# Stated task
Rewrite the entries below, replacing "mark the region of each instance" with "outline every instance" and keeping everything else unchanged. Leave out the pictures.
Start Supplied data
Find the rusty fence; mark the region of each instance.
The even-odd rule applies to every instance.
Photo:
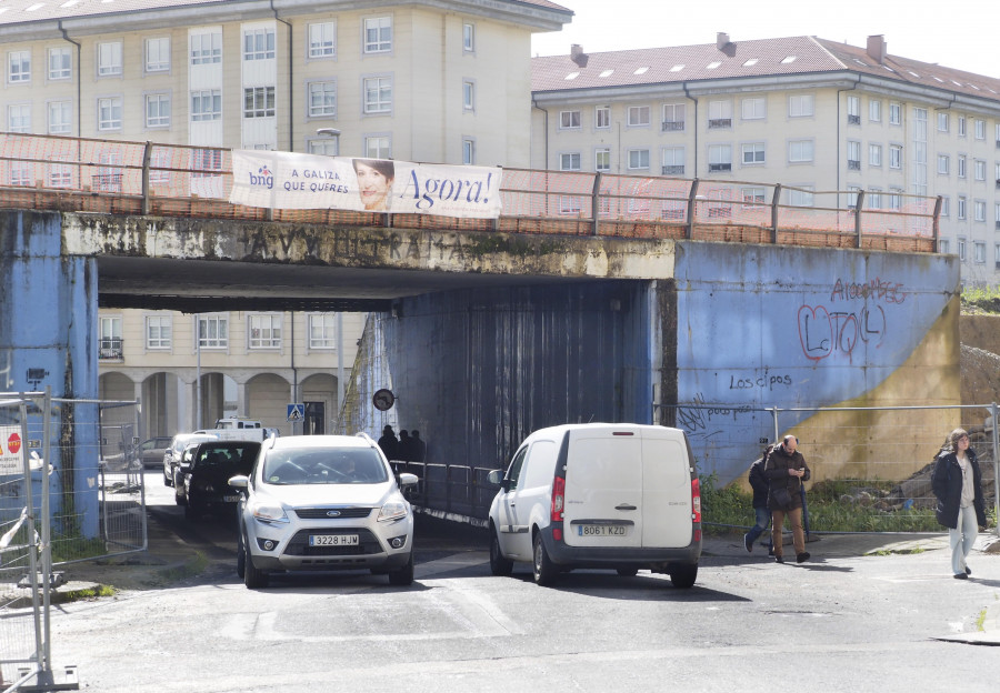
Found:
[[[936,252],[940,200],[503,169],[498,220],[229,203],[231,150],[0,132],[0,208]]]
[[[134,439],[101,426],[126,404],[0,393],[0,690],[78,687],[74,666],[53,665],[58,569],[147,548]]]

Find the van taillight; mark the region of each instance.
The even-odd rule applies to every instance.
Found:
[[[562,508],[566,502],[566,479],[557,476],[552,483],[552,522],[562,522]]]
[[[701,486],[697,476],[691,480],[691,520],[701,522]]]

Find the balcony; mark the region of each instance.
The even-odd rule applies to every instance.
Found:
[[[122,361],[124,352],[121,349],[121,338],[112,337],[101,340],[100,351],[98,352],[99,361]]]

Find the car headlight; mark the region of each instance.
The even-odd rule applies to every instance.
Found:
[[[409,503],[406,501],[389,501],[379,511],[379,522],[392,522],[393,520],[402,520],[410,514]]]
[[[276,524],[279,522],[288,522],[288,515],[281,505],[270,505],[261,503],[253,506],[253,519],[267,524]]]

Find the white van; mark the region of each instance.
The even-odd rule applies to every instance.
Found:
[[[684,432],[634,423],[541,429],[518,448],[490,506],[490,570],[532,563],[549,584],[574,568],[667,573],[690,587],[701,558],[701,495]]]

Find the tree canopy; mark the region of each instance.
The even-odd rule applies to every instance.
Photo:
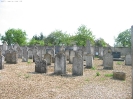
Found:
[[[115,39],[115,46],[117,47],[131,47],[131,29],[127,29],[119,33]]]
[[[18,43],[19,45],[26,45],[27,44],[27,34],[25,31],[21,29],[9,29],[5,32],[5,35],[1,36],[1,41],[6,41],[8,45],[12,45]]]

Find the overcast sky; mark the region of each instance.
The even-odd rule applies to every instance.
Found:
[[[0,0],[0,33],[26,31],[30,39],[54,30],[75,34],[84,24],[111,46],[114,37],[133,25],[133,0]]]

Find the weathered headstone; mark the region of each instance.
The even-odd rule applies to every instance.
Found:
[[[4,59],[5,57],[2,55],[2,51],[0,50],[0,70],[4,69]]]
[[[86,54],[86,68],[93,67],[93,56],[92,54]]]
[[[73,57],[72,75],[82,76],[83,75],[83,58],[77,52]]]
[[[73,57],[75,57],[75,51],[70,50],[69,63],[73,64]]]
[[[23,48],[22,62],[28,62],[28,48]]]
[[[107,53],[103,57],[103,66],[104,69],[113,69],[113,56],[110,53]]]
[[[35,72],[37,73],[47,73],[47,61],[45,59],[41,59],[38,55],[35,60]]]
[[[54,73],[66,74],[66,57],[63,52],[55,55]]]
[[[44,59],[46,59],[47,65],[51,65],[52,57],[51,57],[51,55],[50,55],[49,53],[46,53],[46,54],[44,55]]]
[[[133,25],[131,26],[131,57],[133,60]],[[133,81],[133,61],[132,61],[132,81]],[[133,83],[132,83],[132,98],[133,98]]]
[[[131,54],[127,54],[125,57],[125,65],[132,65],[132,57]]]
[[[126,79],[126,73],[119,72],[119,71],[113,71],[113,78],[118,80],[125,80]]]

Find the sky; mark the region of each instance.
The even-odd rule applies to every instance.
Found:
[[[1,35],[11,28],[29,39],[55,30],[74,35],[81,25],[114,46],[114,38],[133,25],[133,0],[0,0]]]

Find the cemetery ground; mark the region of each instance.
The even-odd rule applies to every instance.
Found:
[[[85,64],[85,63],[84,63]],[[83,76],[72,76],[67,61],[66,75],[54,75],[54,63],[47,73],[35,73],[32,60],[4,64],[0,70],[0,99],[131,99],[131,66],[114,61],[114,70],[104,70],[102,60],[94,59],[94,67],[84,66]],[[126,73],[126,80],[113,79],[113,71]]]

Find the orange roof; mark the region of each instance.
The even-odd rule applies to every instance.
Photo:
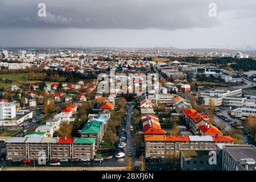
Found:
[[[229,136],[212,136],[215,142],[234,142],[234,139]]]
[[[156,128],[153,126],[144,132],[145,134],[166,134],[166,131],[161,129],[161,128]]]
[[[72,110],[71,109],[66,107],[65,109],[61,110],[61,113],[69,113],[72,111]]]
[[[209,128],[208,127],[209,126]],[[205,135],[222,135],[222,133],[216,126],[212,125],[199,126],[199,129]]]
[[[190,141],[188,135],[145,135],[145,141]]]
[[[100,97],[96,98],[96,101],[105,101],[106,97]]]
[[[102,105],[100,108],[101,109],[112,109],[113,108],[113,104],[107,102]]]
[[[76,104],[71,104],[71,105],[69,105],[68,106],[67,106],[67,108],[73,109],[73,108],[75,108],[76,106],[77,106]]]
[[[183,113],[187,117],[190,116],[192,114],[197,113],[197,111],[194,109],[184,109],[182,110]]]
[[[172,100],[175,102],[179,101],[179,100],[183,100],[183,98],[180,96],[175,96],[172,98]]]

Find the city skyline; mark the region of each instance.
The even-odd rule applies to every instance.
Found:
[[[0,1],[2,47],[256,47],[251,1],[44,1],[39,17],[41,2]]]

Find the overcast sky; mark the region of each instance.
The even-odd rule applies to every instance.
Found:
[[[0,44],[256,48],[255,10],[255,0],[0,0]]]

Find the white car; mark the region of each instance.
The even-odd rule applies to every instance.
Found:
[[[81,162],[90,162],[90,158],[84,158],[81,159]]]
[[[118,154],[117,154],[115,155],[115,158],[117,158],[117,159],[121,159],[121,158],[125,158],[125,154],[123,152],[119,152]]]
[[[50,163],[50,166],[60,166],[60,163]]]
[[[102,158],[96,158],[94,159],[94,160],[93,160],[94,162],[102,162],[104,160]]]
End Supplied data
# Solution to this exercise
Find the rusty fence; outline every instance.
The even-odd rule applies to every instance.
Photo:
Found:
[[[936,252],[940,200],[503,169],[498,220],[229,203],[231,150],[0,132],[0,208]]]
[[[134,439],[101,426],[126,404],[0,393],[0,690],[78,687],[74,666],[53,665],[58,569],[147,548]]]

Find the van taillight; outline every instance.
The even-odd rule applies to every instance.
Found:
[[[562,508],[566,502],[566,479],[557,476],[552,483],[552,522],[562,522]]]
[[[701,486],[697,476],[691,480],[691,520],[701,522]]]

Find the balcony; outline every instance.
The even-odd rule applies to every instance.
Found:
[[[122,361],[124,352],[121,349],[121,338],[112,337],[101,340],[100,351],[98,352],[99,361]]]

Find the car headlight; outline every instance.
The even-odd rule applies to every instance.
Found:
[[[409,503],[406,501],[389,501],[379,511],[379,522],[392,522],[393,520],[402,520],[410,514]]]
[[[276,524],[279,522],[288,522],[288,515],[281,505],[270,505],[261,503],[253,506],[253,519],[267,524]]]

Find the white van; outline every instance.
The even-odd rule applies to every instance.
Found:
[[[684,432],[634,423],[541,429],[518,448],[490,506],[490,570],[532,563],[549,584],[574,568],[667,573],[690,587],[701,558],[701,495]]]

Find the tree canopy; outline every instance.
The even-odd rule applies to every instance.
Photo:
Found:
[[[115,39],[115,46],[117,47],[131,47],[131,29],[127,29],[119,33]]]
[[[18,43],[19,45],[26,45],[27,44],[27,34],[25,31],[21,29],[9,29],[5,32],[5,35],[1,36],[1,41],[6,41],[8,45],[12,45]]]

Find the overcast sky; outline every instance.
The even-odd rule applies to every instance.
Found:
[[[0,0],[0,33],[26,31],[30,39],[54,30],[75,34],[84,24],[111,46],[114,37],[133,25],[133,0]]]

Find the weathered headstone; outline every instance.
The even-odd rule applies to every instance.
Found:
[[[4,59],[5,57],[2,55],[2,51],[0,50],[0,70],[4,69]]]
[[[86,54],[86,68],[93,67],[93,56],[92,54]]]
[[[73,57],[72,75],[82,76],[83,75],[83,58],[77,52]]]
[[[73,57],[75,57],[75,51],[70,50],[69,63],[73,64]]]
[[[23,48],[22,62],[28,62],[28,48]]]
[[[107,53],[103,57],[103,66],[104,69],[113,69],[113,56],[110,53]]]
[[[35,72],[37,73],[47,73],[47,61],[45,59],[41,59],[38,55],[35,60]]]
[[[54,73],[66,74],[66,57],[63,52],[55,55]]]
[[[44,59],[46,59],[47,65],[51,65],[52,57],[51,57],[51,55],[50,55],[49,53],[46,53],[46,54],[44,55]]]
[[[133,25],[131,26],[131,57],[133,60]],[[133,81],[133,61],[132,61],[132,81]],[[133,83],[132,83],[132,98],[133,98]]]
[[[131,54],[127,54],[125,57],[125,65],[132,65],[132,57]]]
[[[126,79],[126,73],[119,72],[119,71],[113,71],[113,78],[118,80],[125,80]]]

Find the sky; outline every instance.
The even-odd rule applies to every instance.
Found:
[[[1,35],[11,28],[29,39],[55,30],[74,35],[81,25],[114,46],[114,38],[133,25],[133,0],[0,0]]]

Find the cemetery ground; outline every instance.
The even-odd rule applies to every instance.
Found:
[[[85,64],[85,63],[84,63]],[[83,76],[72,76],[67,61],[66,75],[54,75],[54,63],[47,73],[35,73],[32,60],[4,64],[0,70],[0,99],[131,99],[131,66],[114,61],[114,70],[104,70],[102,60],[94,59],[94,67],[84,66]],[[126,73],[126,80],[113,79],[113,71]]]

Find the orange roof; outline every instance.
The even-odd rule applies to every instance.
Photo:
Found:
[[[229,136],[212,136],[215,142],[234,142],[234,139]]]
[[[156,128],[153,126],[144,132],[145,134],[166,134],[166,131],[161,129],[161,128]]]
[[[72,110],[71,109],[66,107],[65,109],[61,110],[61,113],[69,113],[72,111]]]
[[[209,128],[208,127],[209,126]],[[205,135],[222,135],[222,133],[216,126],[212,125],[199,126],[199,129]]]
[[[190,141],[188,135],[145,135],[145,141]]]
[[[100,97],[96,98],[96,101],[105,101],[106,97]]]
[[[102,105],[100,108],[101,109],[112,109],[113,108],[113,104],[107,102]]]
[[[76,104],[71,104],[71,105],[69,105],[68,106],[67,106],[67,108],[73,109],[73,108],[75,108],[76,106],[77,106]]]
[[[183,113],[187,117],[190,116],[192,114],[197,113],[197,111],[194,109],[184,109],[182,110]]]
[[[172,100],[175,102],[179,101],[179,100],[183,100],[183,98],[180,96],[175,96],[172,98]]]

Find the city skyline; outline every instance.
The even-odd rule applies to every instance.
Found:
[[[0,1],[2,47],[256,47],[251,1],[44,1],[39,17],[41,2]]]

Find the overcast sky; outline every instance.
The even-odd rule applies to every instance.
Found:
[[[0,44],[256,48],[255,10],[255,0],[0,0]]]

Find the white car; outline every instance.
The even-odd rule applies to every instance.
Found:
[[[81,162],[90,162],[90,158],[84,158],[81,159]]]
[[[118,154],[117,154],[115,155],[115,158],[117,158],[117,159],[121,159],[121,158],[125,158],[125,154],[123,152],[119,152]]]
[[[50,163],[50,166],[60,166],[60,163]]]
[[[102,158],[96,158],[94,159],[94,160],[93,160],[94,162],[102,162],[104,160]]]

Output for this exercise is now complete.